:: Jobs ::
1 > Answer these questions from the passage about Shad and Canadian hip-hop, one line each:
(a) How much was the cash prize Shad won in the unsigned-artist talent show?
(b) Who created Flow 93.5FM?
(c) How long was the battle with the CRTC to launch that station?
2 > Pick up the passage about Shad and Canadian hip-hop after its final sentence and keep writing it.

:: Passage to read ::
────────
Growing up in London, Ont., Shadrach Kabango didn’t see his future.
The problem wasn’t an inability to see any future. Talented as a child, he was already obsessed with music, consuming and writing rap — and even playing guitar — since his high school days in the ’90s.
But in his mind at the time, that passion could never lead where it eventually did: the Peabody, Emmy and Juno Awards that now sit in a basement, the international shows, even seeing the name he’d become best known for plastered across more Polaris-shortlisted albums than any artist in history — Shad.
“Not just unlikely,” he said, “impossible.”
Riding that impossible success, Shad has gone on to have a nearly 20-year career in a genre that turns 50 today. But the reason he felt it was impossible in the first place does much to explain why, all these years later, hip-hop artists in Canada have struggled without resources or recognition, despite consistently producing some of the genre’s best artists since almost immediately after its invention at a Bronx house party on Aug. 11, 1973.
Coming years after the international success of Canadian artists like Michie Mee, Choclair, Kardinal Offishall, Maestro Fresh Wes and Dream Warriors, Shad’s major hurdle may seem strange for a community that had by then already proven its cred.
It wasn’t a lack of similar stars to point to, or parents against a career in the arts. For him, it was a much more realistic problem: though it was located just 200 kilometres southwest of Toronto, London didn’t have any beat machines or engineers to work them — a necessary component of any rap track.
After winning a $17,500 cash prize in an unsigned-artist talent show, Shad was able to fund his self-released debut, When This Is Over. But that simple equipment shortage was just part of a broader lack of infrastructure supporting hip-hop artists, stretching from the genre’s inception to present day.
“I was like, ‘I’m just gonna have to get my music out some other way.’ Because I just didn’t see how it could be beyond campus radio,” he said. “I didn’t see how, like, commercial radio could be a vehicle for my music.”
Lack of hip-hop radio
Shad wasn’t alone. For decades, that was the biggest stumbling block Canadian hip-hop musicians faced: a lack of radio play and platforms to celebrate and share the music.
While that was a nearly insurmountable hurdle to artists of the past, even today Vancouver lacks a dedicated commercial hip-hop station. The “prevailing opinion,” according to a Vancouver is Awesome articlebeing that there isn’t enough Canadian content to fill the airwaves, a requirement of the Canadian Radio-Television and Telecommunications Commission.
A similar issue exists in Montreal, which also lacks a commercial hip-hop station. Speaking to the Montreal Gazetteradio host Don Smooth said the reason is a belief from traditional advertisers that hip-hop fans in the province are not a worthwhile market.
But that excuse existed in direct contradiction to Toronto’s Flow 93.5FM, a hip-hop station that served the city for more than 20 years as Canada’s first Black-owned radio station until it was unceremoniously merged with another last year, in what music execs in a Toronto Star article described as a loss for Black culture.
Created by the Jamaican-born businessman and civil-rights activist Denham Jolly, Flow 93.5FM helped numerous Canadian artists get their starts — it was famously the first station to play Drake’s music.
But launching it took a 12-year battle with the CRTC — the agency initially denied the request to create a station servicing and highlighting Black music, instead favouring a new country music station.
────────
:: Listed entries ::
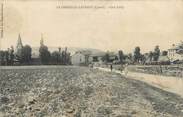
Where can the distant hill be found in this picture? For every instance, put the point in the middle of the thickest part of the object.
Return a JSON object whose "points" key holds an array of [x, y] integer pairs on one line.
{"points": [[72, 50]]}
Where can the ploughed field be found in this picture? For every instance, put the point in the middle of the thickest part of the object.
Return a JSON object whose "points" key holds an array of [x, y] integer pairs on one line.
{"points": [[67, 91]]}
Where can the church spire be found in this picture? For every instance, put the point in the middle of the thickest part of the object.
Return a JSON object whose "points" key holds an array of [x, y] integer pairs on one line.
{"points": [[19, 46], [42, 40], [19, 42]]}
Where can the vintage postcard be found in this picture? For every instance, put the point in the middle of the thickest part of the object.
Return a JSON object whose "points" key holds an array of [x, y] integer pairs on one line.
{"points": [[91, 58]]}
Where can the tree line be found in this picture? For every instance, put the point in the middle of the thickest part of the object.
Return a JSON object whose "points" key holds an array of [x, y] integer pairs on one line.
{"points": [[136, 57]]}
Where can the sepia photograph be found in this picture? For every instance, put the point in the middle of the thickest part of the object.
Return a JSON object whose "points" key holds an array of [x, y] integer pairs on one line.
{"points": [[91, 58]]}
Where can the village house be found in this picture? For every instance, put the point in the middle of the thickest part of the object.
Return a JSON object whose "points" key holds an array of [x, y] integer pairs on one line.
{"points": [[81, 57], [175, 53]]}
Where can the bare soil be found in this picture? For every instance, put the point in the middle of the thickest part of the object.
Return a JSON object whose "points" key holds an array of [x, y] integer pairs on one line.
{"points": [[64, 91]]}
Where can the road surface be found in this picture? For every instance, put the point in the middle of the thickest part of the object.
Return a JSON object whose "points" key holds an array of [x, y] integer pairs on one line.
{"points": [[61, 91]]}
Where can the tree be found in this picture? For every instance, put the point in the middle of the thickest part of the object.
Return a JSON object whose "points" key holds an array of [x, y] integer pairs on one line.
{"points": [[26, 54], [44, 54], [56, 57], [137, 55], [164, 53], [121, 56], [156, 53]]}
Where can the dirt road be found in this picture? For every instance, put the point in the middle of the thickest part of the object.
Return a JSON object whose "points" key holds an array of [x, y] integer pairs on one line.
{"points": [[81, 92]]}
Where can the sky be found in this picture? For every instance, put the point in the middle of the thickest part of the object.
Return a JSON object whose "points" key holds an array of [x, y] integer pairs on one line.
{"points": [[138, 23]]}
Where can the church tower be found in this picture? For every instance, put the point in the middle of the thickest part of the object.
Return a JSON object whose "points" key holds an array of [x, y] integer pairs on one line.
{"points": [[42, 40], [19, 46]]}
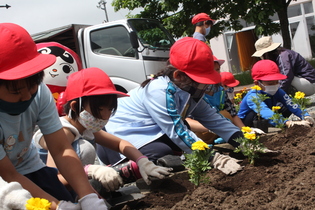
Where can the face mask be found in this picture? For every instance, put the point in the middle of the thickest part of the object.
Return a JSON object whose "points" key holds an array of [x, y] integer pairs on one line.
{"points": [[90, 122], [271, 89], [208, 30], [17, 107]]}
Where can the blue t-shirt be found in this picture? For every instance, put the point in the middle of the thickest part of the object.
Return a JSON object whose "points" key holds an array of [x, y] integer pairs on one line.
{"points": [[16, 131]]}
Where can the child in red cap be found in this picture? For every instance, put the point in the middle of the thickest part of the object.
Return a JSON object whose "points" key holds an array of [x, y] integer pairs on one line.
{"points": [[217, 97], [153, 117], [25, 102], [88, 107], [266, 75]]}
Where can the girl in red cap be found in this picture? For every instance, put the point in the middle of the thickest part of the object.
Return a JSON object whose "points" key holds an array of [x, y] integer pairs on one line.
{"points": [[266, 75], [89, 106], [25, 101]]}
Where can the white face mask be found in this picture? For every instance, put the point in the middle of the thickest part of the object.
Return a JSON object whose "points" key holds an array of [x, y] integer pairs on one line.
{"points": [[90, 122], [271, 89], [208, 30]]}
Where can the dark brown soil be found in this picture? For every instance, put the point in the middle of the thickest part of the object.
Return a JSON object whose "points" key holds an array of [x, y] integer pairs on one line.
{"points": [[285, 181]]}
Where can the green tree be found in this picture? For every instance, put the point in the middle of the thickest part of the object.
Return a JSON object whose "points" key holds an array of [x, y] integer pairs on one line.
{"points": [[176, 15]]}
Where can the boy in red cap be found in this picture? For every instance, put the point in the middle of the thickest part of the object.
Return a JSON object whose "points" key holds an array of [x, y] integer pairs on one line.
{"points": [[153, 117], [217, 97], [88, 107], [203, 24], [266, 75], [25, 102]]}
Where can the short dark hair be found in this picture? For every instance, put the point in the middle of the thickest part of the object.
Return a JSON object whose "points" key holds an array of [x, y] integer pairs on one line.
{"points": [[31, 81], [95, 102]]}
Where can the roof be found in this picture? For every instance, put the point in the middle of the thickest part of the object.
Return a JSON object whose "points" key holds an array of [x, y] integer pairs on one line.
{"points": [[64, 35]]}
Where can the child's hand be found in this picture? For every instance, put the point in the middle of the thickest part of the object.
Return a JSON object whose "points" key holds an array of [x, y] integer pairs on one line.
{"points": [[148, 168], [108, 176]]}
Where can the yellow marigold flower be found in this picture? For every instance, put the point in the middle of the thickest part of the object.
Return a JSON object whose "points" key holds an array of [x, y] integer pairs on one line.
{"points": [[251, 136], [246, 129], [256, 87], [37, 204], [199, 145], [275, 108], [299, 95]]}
────────
:: Responses per task ::
1 >
(a) $17,500
(b) Denham Jolly, a Jamaican-born businessman and civil-rights activist
(c) 12 years

2 >
According to the Globe and Mail, the CRTC’s chairman at the time strongly dissented with the decision to award the licence to a country station, noting that “the allocation of scarce FM radio frequencies for an audience already served can only deprive groups who already feel alienated from the mainstream of Canadian society.”
Globally competitive
While some of that thinking has begun to change, University of Toronto assistant professor of music and culture Mark V. Campbell explained it was indicative of a long-running refusal by Canadian institutions to support the genre — or even recognize it as something more than a fad.
“It took time for the gatekeepers in Canada to think about their creative and cultural industries in a globally competitive way,” he said, “rather than a sort of a naval gazing Canadian kind of way.
That resulted in many rappers leaving the country to find fame — stretching all the way back to Michie Mee becoming the first Canadian hip-hop artist to be signed to an American label in 1988, onward to Drake signing with Lil Wayne’s Young Money in 2009.
Canadian artists making it big outside the country before finding acclaim at home is a phenomenon that continues today. Vancouver’s bbno$ found enormous success in China near the beginning of his career in 2018, though at the time he said if he’d staged a show in Vancouver “maybe 100 people would show up.”
Campbell similarly pointed to Canadian R&B singer Daniel Caesar selling out shows in Australia around the same time, with comparatively little support, demand or attention in Canada.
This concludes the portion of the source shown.